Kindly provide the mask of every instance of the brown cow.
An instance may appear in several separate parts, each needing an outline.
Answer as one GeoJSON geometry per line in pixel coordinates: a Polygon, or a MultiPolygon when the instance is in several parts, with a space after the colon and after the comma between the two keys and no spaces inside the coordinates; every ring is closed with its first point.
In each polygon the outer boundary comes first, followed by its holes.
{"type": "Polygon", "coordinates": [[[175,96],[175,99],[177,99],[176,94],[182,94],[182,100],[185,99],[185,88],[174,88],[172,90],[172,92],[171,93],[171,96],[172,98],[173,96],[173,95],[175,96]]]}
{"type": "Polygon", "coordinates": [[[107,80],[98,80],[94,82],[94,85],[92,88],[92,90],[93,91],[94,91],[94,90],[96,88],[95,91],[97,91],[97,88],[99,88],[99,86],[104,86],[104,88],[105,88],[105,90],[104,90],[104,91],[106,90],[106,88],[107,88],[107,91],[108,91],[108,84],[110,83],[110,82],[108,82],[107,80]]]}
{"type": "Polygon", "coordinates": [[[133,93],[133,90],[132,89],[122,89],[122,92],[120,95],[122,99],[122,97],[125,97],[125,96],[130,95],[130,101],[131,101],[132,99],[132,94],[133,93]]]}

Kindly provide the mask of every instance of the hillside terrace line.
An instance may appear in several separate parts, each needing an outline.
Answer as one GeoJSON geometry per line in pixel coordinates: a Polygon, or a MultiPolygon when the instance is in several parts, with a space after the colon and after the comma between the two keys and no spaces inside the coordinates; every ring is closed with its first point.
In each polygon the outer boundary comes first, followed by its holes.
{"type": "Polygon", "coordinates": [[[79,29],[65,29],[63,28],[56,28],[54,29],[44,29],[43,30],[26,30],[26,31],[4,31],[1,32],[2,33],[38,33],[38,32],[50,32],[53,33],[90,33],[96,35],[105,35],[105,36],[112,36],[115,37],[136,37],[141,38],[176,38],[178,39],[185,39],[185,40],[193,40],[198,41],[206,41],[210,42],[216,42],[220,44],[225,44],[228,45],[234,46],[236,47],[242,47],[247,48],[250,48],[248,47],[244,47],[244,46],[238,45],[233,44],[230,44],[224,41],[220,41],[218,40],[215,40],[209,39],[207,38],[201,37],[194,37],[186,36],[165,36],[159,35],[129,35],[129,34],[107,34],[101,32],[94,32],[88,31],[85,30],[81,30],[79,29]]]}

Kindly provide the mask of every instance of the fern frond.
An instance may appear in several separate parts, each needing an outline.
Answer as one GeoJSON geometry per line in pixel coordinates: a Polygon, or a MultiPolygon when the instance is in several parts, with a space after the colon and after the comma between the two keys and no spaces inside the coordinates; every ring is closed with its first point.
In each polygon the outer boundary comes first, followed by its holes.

Work instructions: Can you repeat the items word for word, beginning with the line containing "Kindly provide the mask of every instance of the fern" and continuing through the last line of the items?

Reply:
Kindly provide the mask of every instance of the fern frond.
An instance may appear in several separate parts, each needing an outline.
Answer as one GeoJSON geometry per line in pixel coordinates: a Polygon, or a MultiPolygon when the instance is in several parts, with a space after the colon and after the comma between the two keys and no spaces inside the coordinates; every ring is closed with its first point.
In each polygon the outer boundary comes first, followed by its holes.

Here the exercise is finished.